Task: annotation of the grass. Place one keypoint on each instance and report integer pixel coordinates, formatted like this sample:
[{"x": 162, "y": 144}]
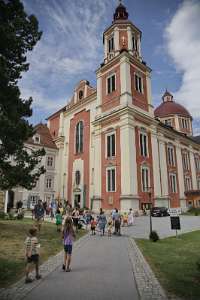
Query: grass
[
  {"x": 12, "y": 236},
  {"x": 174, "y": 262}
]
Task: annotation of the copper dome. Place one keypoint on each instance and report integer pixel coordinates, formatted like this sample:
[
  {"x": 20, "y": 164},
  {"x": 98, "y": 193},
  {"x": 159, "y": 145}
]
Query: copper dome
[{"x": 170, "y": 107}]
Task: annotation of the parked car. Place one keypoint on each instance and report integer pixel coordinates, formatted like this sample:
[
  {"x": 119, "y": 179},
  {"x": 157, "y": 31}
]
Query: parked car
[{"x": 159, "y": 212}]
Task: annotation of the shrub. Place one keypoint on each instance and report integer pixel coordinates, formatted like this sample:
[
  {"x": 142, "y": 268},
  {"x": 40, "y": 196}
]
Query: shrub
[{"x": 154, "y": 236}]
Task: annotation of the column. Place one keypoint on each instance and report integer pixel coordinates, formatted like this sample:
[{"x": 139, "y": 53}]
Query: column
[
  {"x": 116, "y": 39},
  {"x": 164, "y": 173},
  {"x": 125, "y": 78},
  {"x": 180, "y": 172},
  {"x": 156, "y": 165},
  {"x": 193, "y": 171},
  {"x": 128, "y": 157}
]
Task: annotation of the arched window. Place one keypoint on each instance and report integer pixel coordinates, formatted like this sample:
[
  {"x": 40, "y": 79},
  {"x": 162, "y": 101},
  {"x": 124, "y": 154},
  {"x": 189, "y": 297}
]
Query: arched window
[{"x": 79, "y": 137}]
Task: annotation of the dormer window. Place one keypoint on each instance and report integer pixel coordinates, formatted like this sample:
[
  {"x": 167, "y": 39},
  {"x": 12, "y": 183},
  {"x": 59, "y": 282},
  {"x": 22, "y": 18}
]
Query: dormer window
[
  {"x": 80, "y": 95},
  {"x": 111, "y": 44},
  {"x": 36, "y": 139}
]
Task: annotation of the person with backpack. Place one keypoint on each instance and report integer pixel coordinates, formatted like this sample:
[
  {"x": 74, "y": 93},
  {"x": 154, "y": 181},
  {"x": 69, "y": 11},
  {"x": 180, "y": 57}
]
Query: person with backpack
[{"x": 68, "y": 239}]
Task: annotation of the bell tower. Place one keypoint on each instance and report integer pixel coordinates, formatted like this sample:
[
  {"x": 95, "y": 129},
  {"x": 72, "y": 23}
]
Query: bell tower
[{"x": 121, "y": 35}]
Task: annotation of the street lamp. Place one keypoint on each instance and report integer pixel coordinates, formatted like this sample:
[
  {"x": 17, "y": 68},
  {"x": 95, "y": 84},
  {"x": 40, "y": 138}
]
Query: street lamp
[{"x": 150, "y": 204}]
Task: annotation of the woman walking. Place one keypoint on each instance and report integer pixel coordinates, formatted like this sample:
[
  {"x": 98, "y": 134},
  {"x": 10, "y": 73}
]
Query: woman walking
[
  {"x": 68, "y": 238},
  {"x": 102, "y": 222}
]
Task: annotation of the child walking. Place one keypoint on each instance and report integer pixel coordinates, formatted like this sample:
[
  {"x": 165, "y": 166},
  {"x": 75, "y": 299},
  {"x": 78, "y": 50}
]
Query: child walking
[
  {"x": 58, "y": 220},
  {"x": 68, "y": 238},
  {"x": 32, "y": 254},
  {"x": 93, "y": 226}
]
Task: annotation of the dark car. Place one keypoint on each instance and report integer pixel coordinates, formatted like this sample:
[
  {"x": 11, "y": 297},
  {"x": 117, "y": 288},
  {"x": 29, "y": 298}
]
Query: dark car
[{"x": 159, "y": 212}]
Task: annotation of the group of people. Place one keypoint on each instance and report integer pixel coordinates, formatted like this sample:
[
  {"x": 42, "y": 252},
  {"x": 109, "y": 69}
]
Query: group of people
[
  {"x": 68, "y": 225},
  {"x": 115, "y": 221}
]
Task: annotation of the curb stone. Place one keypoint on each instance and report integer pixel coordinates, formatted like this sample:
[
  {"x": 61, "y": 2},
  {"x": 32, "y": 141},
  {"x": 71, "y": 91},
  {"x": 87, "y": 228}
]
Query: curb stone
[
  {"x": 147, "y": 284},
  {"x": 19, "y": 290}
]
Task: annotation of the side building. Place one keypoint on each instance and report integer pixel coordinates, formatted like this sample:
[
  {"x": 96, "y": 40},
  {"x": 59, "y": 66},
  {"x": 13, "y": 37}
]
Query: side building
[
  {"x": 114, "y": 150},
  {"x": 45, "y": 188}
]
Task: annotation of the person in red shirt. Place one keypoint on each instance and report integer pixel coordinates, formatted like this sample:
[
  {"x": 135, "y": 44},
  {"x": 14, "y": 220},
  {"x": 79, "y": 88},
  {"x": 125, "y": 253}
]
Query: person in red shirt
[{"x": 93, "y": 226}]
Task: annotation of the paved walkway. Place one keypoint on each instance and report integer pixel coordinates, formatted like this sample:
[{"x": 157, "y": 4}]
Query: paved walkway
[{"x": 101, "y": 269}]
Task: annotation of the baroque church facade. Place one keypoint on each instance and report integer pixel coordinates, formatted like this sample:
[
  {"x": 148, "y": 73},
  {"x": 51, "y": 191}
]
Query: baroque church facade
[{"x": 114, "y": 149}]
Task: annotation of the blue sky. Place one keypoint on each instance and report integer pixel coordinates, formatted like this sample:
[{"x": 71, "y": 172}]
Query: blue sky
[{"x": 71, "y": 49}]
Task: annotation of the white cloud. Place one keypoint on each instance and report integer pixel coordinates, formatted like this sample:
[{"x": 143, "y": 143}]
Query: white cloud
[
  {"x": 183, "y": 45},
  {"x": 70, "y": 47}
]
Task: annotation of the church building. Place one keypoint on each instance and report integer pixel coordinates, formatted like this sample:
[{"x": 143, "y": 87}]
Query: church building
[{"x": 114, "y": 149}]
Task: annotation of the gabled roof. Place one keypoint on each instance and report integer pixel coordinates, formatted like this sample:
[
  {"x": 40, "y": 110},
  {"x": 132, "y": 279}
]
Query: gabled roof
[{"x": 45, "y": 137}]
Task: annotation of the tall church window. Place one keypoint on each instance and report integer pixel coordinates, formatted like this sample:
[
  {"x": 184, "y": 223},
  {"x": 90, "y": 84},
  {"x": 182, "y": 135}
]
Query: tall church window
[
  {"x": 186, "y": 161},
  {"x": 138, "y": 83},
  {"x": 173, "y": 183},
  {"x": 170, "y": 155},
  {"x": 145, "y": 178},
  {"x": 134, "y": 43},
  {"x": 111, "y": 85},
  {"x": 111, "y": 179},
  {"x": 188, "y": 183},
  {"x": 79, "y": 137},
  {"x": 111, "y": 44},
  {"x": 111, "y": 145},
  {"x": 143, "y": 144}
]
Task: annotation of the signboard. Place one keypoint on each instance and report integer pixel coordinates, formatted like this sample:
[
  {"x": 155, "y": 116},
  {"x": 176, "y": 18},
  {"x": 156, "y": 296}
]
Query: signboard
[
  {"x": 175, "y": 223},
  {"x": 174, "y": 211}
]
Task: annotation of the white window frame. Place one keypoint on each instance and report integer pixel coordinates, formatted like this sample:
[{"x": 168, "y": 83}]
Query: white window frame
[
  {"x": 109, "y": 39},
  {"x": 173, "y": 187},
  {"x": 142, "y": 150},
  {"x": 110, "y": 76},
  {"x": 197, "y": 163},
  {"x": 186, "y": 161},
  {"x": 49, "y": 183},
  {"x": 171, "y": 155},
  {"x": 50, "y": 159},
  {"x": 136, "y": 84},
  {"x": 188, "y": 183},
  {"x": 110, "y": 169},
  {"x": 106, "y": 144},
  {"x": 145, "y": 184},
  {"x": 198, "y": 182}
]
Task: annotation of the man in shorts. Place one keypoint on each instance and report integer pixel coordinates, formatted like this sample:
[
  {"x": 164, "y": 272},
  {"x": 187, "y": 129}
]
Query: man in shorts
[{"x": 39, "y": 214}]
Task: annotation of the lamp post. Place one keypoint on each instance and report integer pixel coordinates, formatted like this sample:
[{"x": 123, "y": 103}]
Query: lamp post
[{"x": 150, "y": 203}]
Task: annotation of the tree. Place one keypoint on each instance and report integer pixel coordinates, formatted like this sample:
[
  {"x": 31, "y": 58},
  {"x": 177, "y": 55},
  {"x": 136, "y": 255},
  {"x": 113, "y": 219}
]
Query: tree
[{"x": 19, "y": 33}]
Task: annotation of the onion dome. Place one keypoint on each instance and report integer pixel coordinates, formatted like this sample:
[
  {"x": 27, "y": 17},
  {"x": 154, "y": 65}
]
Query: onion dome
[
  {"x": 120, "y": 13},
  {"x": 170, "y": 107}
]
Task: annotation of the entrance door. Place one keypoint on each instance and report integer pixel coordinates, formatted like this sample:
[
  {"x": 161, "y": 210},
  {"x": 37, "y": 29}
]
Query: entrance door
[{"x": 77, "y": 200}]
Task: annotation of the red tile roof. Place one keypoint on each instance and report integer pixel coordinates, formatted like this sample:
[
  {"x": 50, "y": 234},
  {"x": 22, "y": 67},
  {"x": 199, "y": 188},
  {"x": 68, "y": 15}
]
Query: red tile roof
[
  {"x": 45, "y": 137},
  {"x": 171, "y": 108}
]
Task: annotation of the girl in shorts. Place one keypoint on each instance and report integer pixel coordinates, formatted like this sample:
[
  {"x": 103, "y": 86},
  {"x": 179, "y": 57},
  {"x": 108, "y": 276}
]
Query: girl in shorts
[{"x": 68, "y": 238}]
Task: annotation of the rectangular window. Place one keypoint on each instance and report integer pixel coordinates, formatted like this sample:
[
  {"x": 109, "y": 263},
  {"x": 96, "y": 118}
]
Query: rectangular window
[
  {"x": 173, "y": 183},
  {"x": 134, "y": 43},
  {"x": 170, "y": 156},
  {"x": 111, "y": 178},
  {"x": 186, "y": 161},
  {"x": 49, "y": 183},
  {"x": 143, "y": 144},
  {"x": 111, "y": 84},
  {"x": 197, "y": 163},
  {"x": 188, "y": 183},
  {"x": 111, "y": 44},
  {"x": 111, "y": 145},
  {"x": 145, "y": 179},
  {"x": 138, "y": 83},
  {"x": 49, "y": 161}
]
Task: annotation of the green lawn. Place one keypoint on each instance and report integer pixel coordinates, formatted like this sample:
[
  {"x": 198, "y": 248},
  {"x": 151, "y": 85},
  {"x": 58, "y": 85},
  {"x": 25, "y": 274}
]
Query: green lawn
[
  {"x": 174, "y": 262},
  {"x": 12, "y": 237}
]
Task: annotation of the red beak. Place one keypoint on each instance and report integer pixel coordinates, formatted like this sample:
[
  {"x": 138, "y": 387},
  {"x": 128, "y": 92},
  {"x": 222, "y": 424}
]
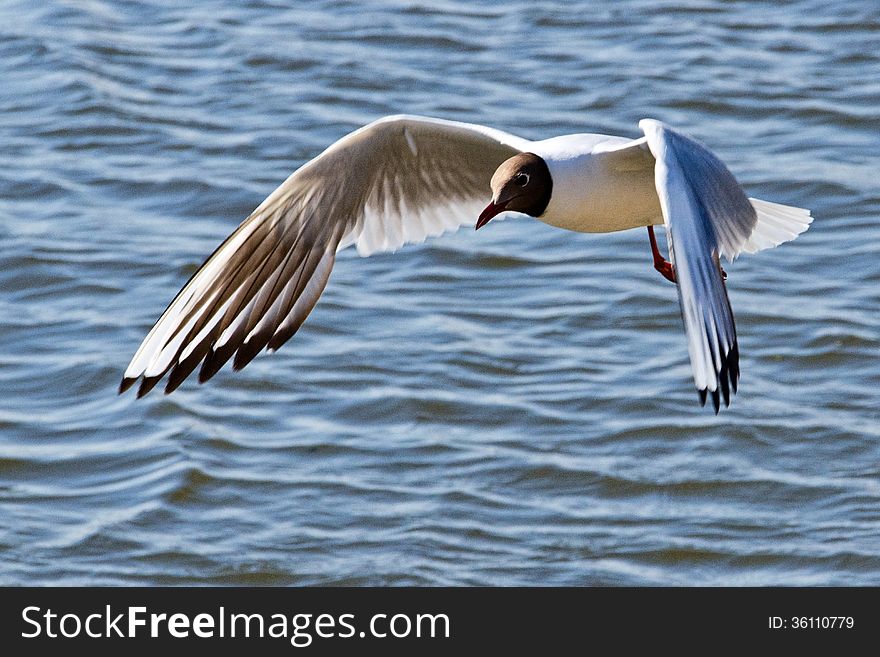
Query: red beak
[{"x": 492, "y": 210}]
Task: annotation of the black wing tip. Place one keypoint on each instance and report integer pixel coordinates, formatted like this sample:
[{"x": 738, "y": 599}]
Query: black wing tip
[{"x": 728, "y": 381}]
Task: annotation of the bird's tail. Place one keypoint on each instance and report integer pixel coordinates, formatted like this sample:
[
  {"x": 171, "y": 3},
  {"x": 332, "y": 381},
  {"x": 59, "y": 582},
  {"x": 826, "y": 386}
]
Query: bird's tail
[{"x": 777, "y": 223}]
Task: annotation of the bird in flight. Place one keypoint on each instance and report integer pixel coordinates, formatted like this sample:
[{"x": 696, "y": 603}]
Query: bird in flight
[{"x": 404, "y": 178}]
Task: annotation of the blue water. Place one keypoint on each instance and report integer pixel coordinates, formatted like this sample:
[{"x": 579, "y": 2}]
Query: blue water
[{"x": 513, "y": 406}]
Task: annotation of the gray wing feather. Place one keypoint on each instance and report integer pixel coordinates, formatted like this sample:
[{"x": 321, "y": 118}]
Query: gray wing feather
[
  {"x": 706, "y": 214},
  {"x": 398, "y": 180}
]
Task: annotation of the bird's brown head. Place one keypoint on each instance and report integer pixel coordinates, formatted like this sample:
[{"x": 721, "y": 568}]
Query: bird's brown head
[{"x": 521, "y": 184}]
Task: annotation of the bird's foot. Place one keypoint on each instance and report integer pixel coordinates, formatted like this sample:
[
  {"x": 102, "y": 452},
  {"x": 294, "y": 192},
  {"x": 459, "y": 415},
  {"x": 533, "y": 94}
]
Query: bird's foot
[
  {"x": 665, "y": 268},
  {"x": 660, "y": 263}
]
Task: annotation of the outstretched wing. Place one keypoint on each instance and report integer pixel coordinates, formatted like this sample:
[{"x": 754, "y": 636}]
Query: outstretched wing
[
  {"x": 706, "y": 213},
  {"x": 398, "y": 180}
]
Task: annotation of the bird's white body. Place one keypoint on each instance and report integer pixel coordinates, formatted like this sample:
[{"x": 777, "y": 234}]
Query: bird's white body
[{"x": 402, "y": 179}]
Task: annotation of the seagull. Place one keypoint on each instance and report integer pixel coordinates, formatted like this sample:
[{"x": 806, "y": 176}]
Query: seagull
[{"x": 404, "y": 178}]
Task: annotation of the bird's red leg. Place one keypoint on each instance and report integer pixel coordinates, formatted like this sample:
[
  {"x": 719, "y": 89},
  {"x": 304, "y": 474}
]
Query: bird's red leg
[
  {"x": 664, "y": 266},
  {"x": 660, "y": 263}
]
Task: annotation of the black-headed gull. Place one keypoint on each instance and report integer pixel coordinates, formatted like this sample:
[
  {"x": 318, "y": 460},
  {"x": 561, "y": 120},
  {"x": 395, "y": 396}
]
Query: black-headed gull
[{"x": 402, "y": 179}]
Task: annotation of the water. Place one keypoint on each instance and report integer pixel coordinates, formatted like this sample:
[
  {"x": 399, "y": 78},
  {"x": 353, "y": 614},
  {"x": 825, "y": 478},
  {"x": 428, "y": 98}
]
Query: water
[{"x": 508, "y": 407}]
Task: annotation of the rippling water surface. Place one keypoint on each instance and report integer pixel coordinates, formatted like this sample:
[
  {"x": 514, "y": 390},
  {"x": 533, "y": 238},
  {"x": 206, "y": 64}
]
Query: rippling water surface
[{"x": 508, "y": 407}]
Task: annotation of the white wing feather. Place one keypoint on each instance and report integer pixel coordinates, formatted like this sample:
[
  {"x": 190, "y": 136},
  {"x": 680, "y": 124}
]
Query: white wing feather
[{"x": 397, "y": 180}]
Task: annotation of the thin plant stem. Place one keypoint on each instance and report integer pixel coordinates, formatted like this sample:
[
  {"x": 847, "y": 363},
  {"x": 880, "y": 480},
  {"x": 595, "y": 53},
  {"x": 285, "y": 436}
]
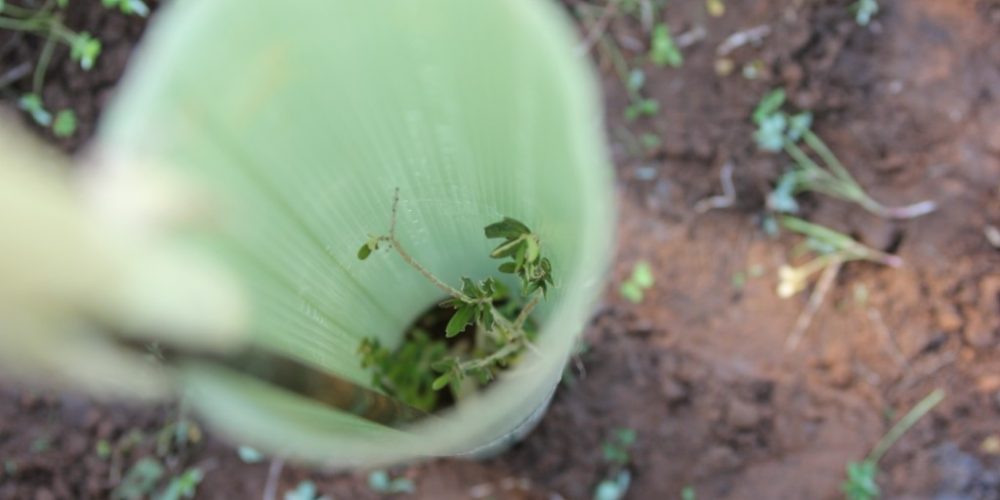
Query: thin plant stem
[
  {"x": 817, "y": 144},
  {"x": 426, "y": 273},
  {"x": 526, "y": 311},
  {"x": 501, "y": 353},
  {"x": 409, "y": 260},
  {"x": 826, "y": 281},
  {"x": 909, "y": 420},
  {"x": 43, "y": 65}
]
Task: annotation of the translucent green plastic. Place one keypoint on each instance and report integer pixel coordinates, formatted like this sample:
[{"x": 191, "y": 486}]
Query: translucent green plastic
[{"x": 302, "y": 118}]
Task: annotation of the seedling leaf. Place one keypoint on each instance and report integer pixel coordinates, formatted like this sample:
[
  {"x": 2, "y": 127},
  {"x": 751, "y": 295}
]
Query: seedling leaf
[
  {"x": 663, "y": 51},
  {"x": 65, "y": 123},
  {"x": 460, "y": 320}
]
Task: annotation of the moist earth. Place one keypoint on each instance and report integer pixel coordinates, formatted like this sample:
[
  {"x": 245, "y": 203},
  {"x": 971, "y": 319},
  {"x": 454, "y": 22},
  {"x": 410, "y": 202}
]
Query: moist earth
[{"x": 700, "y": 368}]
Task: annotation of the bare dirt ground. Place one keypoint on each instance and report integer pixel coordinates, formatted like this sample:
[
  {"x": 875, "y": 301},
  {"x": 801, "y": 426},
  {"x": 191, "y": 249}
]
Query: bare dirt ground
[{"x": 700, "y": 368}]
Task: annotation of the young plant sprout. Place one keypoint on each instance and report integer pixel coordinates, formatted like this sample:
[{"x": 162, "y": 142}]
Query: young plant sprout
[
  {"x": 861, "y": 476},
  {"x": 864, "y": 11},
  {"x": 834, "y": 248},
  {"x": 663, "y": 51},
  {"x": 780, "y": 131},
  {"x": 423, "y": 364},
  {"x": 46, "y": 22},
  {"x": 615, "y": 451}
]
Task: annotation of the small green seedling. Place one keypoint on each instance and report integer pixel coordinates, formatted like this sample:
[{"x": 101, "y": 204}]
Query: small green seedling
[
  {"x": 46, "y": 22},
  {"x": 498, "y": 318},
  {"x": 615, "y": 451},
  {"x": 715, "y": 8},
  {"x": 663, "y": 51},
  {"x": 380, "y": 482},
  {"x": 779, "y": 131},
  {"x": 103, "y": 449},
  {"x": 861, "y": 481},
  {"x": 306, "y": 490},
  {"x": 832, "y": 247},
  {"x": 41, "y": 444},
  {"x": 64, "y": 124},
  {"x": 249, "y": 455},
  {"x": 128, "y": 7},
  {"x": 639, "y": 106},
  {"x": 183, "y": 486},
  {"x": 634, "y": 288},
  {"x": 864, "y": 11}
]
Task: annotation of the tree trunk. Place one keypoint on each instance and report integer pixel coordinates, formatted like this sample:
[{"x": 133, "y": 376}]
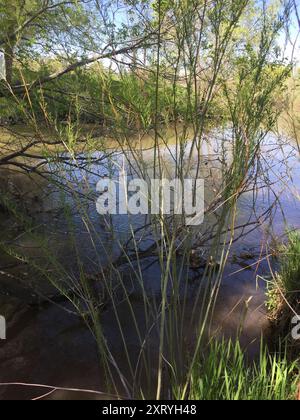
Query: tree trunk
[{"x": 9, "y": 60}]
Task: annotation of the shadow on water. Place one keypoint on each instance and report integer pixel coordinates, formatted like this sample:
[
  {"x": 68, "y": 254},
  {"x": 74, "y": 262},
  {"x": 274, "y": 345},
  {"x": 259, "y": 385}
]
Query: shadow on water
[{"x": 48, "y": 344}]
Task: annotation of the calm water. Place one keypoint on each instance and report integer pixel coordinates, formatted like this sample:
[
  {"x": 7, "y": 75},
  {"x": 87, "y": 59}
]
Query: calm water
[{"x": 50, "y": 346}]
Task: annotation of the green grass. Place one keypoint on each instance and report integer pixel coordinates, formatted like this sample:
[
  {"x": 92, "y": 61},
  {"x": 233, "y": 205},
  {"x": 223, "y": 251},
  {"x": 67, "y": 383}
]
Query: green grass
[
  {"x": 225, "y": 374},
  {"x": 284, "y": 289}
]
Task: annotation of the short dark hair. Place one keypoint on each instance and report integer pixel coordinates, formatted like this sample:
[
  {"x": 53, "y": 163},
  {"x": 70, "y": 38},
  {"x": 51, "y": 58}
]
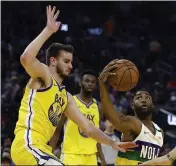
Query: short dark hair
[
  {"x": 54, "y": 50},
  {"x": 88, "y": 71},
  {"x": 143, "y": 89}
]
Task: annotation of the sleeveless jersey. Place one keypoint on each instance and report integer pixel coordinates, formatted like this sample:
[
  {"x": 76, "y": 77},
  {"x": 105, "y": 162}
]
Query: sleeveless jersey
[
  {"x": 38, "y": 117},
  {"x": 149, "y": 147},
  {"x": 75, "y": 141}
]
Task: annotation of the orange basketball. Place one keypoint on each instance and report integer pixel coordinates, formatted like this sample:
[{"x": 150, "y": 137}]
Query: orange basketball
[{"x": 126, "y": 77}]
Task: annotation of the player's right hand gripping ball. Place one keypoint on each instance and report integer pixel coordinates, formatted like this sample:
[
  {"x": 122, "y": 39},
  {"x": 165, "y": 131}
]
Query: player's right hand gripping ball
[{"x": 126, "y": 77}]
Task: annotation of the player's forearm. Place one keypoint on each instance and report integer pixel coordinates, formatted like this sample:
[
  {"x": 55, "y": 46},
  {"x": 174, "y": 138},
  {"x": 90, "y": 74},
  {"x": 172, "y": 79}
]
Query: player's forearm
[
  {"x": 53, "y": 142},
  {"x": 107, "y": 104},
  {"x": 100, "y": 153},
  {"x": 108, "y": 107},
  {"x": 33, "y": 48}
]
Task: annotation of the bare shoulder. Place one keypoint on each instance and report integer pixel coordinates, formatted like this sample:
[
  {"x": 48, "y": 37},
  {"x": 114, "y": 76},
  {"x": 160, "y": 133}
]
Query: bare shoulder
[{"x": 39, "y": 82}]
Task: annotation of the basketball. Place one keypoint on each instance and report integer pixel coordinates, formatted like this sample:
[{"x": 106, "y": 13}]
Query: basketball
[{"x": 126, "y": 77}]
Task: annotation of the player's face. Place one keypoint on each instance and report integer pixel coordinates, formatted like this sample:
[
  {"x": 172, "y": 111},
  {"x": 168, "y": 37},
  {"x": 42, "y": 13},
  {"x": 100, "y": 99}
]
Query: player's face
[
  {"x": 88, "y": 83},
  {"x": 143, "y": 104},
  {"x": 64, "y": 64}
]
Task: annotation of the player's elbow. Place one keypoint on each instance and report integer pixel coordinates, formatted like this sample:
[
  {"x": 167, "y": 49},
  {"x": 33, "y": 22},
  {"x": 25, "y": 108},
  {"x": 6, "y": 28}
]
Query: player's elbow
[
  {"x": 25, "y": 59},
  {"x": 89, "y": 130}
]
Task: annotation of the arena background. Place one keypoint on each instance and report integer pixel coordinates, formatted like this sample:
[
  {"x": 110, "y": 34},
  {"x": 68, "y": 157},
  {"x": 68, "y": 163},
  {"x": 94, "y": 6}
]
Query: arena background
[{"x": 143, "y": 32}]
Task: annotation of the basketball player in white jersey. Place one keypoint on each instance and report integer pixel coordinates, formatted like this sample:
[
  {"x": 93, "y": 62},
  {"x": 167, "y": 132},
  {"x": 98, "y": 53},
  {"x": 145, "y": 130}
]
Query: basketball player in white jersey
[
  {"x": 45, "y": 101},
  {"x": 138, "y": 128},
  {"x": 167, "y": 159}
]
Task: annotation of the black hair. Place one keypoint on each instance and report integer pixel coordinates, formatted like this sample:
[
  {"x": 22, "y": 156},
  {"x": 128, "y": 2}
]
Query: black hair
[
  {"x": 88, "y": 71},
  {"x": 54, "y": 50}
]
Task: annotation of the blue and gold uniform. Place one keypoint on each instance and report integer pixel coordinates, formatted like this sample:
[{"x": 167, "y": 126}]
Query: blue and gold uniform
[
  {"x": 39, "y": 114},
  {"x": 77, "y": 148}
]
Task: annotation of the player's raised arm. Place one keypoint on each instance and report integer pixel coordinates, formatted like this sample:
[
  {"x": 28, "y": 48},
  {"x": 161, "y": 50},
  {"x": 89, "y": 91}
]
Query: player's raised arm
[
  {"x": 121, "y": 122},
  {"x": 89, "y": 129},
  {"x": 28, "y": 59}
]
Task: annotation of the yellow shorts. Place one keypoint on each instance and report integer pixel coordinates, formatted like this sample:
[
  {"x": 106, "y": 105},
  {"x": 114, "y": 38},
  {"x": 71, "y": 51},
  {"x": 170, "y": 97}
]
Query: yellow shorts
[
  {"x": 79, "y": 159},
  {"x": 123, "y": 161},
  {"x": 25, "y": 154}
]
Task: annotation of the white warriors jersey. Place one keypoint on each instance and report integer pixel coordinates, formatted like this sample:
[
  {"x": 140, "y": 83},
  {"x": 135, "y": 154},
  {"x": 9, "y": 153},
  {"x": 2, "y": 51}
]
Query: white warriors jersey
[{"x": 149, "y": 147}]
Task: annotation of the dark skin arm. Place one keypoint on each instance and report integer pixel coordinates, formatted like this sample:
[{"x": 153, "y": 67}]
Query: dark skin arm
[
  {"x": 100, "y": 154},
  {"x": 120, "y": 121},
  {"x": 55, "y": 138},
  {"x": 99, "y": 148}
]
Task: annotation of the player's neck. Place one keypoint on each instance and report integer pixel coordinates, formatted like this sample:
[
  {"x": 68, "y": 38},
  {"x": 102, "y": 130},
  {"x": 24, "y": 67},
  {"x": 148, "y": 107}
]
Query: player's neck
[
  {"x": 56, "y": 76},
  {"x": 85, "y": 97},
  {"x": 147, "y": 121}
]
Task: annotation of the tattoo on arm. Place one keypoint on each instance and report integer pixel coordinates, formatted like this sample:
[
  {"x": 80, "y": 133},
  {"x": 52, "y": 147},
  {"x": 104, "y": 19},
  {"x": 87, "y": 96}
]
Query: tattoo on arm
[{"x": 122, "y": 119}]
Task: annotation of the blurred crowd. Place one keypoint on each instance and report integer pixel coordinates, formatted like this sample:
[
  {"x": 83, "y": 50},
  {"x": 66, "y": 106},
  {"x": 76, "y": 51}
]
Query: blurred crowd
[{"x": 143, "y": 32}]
####################
• WHAT THIS TASK INVOLVES:
From the data above, reproduce word for word the lines running from the line with "Query: black wing tip" to the line with "Task: annotation of the gray", ends included.

• PROBLEM SOLUTION:
Query: black wing tip
[{"x": 728, "y": 381}]
Task: annotation of the bird's tail. Place one keypoint on each instance and report integer pixel coordinates, formatted like this sample:
[
  {"x": 171, "y": 3},
  {"x": 332, "y": 381},
  {"x": 59, "y": 582},
  {"x": 826, "y": 386}
]
Query: bird's tail
[{"x": 777, "y": 223}]
Task: annotation of the bird in flight. Place one keypoint on each instance and report integer pixel coordinates, formatted like this sample:
[{"x": 696, "y": 603}]
Query: bird in flight
[{"x": 404, "y": 178}]
Task: annotation of the blue water. Place one keypoint on each instance and report integer pixel coordinates, formatted like this sample:
[{"x": 579, "y": 2}]
Query: blue water
[{"x": 513, "y": 406}]
Task: annotation of the gray wing feather. Place one keypoint on each instance and report integer pixel coordinates, formatted like this sample:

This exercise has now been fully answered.